→ Document excerpt:
== Segment start ==
I’m a Cancer to the core. I’ve been hibernating in my shell for the past couple of weeks.
All of a sudden I was just overwhelmed with all that I had taken on in order to be super-wife, super-mom, super-student, super-daughter inlaw, super-woman!!! I can’t. I’m just not humanly capable of doing everything. So instead of taking the bull by the horns… I retreated. I’m slowly sticking my head back out of my tortoise shell now. But now, I don’t want to deal with all the school work I thought I was never going to return too… or anything.
I’m working again. Whew!!! Some sanity has returned but it’s not the same. I miss Olivia when I leave and I want to hurry to get back home to her. It’s amazing to see the daily changes. I’m blessed to have been able to witness almost every milestone… so I feel hesitant to want to rush back to work. I literally see changes on a day to day basis. One day she can’t drink from her sippy cup and the very next day… she’s tilting her head back and chugging away. It’s truly a miracle.
When I see the minutest of changes in Olivia… I start thinking… “Damn… what’s happening inside of us?” If she changes like that monumentally on a week-to-week basis… we must be going through some mega unseen changes. Makes me realize how vulnerable we are and how time is passing us by. Thus, creating a dilemma between my husband and myself.
== Segment end ==
→ Supplied entries:
== Segment start ==
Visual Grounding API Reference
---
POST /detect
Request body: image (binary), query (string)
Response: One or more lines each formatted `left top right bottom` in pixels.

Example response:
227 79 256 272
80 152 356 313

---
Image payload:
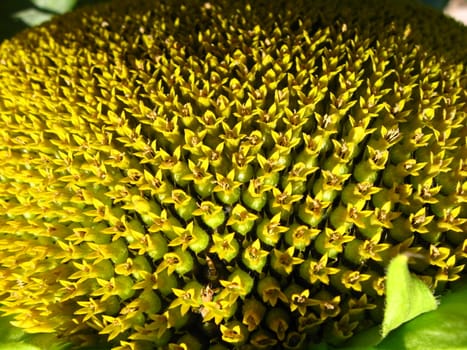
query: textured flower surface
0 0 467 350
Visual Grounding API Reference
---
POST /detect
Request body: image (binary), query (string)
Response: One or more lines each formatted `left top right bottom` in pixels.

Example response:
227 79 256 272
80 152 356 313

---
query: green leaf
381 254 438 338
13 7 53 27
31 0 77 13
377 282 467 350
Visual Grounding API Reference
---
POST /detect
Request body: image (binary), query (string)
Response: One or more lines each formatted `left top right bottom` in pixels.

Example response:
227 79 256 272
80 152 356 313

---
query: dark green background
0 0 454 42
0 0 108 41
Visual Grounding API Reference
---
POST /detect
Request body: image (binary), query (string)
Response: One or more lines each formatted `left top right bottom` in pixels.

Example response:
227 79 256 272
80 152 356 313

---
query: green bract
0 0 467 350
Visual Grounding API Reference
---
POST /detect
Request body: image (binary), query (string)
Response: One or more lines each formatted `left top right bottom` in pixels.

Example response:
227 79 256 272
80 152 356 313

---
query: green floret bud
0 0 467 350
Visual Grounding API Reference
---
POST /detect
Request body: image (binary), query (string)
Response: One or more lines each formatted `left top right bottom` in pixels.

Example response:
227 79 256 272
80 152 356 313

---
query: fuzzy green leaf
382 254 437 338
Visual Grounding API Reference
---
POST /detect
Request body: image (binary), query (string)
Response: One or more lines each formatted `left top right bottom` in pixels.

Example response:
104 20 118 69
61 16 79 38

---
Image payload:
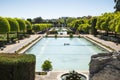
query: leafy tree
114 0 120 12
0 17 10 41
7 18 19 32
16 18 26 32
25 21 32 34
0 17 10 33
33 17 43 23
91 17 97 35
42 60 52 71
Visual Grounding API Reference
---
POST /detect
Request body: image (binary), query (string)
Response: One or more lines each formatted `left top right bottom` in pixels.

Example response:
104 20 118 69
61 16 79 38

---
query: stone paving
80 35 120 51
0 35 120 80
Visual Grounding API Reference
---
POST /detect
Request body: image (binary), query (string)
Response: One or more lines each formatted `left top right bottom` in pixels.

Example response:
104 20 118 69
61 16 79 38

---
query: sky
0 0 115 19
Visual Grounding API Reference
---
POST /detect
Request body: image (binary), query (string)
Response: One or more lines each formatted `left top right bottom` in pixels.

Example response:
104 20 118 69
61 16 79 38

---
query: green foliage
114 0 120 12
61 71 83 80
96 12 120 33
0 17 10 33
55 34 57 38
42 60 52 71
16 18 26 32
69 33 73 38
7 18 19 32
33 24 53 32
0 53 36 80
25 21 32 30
== Segment end ==
== Segment start ==
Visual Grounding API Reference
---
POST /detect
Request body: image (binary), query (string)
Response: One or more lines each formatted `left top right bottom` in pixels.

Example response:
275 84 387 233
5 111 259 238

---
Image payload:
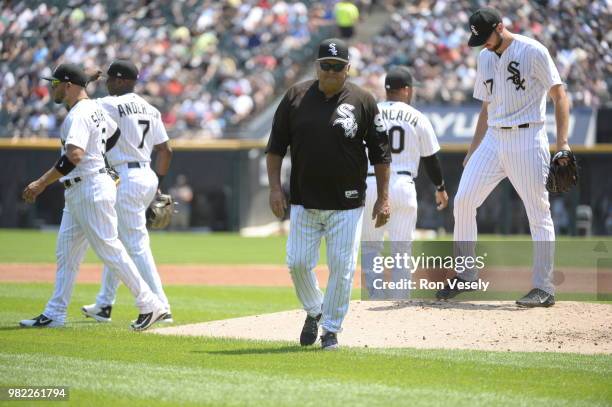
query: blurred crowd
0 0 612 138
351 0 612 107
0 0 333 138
== Segment end ==
== Segment start ==
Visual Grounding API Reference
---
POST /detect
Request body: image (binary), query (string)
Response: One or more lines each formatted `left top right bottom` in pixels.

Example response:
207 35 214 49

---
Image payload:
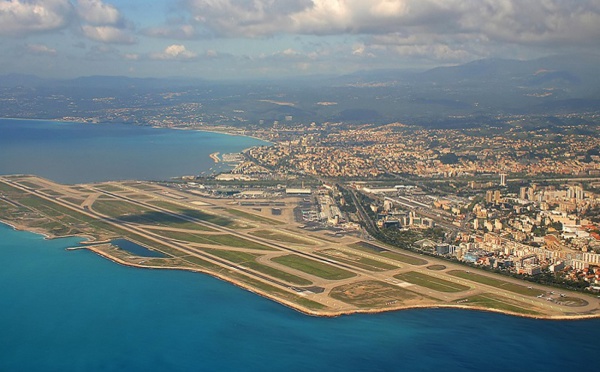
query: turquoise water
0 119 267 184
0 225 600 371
== Segment end ==
Reproduce the blog post above word for word, taking everything from "I’m a Cancer" down to "too… or anything.".

→ Reply to the exercise:
I’m a Cancer to the core. I’ve been hibernating in my shell for the past couple of weeks.
All of a sudden I was just overwhelmed with all that I had taken on in order to be super-wife, super-mom, super-student, super-daughter inlaw, super-woman!!! I can’t. I’m just not humanly capable of doing everything. So instead of taking the bull by the horns… I retreated. I’m slowly sticking my head back out of my tortoise shell now. But now, I don’t want to deal with all the school work I thought I was never going to return too… or anything.